(Point localization data)
☆ ☆ ☆ ☆
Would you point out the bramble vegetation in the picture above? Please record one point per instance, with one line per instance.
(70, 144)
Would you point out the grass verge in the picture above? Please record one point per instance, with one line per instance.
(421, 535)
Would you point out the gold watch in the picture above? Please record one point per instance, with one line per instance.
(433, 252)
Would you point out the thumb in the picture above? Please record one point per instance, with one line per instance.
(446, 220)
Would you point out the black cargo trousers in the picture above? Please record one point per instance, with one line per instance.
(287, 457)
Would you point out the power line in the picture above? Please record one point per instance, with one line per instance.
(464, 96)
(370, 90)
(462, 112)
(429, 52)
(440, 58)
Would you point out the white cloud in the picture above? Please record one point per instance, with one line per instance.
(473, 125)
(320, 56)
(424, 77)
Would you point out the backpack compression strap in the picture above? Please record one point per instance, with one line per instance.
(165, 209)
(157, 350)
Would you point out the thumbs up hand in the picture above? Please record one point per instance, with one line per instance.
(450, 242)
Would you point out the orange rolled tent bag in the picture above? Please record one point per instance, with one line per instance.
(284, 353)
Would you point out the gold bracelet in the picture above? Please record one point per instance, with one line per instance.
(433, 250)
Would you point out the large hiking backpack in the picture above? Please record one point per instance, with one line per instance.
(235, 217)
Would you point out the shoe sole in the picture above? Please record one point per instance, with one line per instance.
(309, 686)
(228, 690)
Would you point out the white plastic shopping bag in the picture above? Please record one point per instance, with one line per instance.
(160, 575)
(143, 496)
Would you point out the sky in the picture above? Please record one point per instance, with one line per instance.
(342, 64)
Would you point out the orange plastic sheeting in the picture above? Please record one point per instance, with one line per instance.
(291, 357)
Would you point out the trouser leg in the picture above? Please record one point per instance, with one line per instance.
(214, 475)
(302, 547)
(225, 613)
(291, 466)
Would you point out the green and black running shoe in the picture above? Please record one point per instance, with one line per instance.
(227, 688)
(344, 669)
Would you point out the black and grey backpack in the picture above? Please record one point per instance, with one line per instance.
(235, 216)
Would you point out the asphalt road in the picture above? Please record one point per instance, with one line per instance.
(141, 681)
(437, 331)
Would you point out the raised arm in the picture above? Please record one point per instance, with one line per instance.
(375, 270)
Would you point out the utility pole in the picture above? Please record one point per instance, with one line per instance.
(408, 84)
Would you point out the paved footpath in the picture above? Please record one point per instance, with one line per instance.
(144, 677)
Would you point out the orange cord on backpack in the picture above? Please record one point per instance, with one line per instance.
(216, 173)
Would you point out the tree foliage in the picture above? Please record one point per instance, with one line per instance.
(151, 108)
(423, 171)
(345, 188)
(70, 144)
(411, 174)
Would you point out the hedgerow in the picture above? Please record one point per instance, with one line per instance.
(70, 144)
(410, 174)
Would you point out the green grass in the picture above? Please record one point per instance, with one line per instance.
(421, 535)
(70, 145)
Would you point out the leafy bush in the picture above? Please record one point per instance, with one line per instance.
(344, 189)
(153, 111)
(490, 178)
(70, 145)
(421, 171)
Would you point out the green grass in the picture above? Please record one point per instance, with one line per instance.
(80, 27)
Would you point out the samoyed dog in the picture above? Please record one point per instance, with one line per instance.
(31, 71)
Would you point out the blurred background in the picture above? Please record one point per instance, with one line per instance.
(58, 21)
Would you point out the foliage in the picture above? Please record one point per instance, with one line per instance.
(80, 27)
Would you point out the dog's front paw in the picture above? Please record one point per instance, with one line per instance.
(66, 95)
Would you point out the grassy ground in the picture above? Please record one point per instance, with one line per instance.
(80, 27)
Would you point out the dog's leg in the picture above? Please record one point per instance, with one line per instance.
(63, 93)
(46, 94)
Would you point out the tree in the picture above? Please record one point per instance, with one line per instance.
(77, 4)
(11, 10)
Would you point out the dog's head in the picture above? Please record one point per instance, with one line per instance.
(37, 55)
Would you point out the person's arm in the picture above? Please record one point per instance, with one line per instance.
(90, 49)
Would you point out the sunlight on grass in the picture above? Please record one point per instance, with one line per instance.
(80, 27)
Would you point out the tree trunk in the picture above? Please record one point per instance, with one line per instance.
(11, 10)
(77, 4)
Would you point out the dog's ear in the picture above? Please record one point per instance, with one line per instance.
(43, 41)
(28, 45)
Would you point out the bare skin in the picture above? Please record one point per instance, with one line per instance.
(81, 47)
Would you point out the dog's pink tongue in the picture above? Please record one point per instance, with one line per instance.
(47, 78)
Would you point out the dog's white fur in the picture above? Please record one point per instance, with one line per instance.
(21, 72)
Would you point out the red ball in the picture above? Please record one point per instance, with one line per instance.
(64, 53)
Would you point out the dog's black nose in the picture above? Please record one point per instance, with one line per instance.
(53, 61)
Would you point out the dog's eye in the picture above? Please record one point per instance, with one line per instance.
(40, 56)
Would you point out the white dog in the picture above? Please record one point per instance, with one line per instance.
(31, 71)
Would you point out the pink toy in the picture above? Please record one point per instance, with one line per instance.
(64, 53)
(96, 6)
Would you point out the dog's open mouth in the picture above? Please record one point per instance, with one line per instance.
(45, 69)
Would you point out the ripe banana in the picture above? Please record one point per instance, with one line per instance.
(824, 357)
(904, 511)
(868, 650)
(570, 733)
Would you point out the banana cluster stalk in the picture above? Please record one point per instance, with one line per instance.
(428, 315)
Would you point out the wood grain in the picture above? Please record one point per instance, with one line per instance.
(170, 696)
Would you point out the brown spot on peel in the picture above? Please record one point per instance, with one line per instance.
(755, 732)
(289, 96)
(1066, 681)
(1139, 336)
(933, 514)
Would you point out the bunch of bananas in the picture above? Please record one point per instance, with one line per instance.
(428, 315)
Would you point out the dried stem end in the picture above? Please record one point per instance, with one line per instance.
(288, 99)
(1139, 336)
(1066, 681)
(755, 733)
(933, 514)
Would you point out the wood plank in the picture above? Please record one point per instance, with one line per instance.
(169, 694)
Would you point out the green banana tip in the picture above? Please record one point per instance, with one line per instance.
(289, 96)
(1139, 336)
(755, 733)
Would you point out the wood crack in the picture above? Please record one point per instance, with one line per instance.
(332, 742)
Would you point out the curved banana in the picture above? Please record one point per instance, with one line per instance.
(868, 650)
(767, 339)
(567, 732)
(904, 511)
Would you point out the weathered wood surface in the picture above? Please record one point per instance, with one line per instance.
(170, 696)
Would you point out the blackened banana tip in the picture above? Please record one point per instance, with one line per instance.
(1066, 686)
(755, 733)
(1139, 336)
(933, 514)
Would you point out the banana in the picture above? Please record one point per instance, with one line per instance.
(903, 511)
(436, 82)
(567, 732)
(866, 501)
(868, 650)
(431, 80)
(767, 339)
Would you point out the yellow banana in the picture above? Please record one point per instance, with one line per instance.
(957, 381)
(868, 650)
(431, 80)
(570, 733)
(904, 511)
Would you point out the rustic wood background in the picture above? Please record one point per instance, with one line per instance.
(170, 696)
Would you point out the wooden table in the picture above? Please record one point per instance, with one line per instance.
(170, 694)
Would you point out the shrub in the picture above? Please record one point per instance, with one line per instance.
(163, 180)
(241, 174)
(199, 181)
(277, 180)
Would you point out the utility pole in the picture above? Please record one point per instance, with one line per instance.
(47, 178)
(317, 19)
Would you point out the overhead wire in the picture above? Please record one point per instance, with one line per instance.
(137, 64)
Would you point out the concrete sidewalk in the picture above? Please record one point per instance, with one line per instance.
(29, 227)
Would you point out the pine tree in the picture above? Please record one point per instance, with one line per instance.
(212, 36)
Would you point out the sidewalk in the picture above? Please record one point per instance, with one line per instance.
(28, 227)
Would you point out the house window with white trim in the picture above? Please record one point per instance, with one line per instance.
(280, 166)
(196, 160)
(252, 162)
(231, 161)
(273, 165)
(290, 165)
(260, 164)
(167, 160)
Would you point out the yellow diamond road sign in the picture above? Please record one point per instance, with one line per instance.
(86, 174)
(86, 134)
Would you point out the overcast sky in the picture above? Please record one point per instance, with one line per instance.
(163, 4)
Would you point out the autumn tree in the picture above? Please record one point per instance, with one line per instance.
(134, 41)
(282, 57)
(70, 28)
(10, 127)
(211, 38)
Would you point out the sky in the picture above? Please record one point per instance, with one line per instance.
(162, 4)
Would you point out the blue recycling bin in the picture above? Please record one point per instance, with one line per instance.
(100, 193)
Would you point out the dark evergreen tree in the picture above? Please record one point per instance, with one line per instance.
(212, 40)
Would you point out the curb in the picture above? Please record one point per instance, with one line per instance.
☆ ☆ ☆ ☆
§ What is required
Could you output exactly the lines from the one containing "Would you point out the sidewalk" to the end of the entries above, both included, and no others?

§ Answer section
Would you point out the sidewalk in the picture above? Please record one point per instance, with one line per instance.
(28, 227)
Would you point out the house window with white trim in the picture above? Please record one point per instance, with one line per instance.
(280, 166)
(196, 160)
(252, 162)
(231, 161)
(273, 165)
(290, 165)
(260, 164)
(167, 160)
Would you point out the yellow diamond road sign in the picture above? Please record one point per instance, with one line per instance.
(86, 174)
(86, 134)
Would you point out the overcast sky in the picture above? Please record one point per instance, with one line per instance.
(163, 4)
Would you point out the autumn tree in the picture above? Please record one point per instance, with one line per instance.
(134, 41)
(282, 57)
(70, 28)
(10, 127)
(211, 38)
Would you point out the sky in the picture above? Please record one point per instance, with one line per instance.
(162, 4)
Would you point out the blue recycling bin in the picture above? Please record one point per instance, with one line per instance.
(100, 193)
Would you point out the dark evergreen tree in the picture above? Please record one point per instance, with one line per instance.
(212, 40)
Would you point out the curb in the picture above? Please record one point per instance, with one line per instance.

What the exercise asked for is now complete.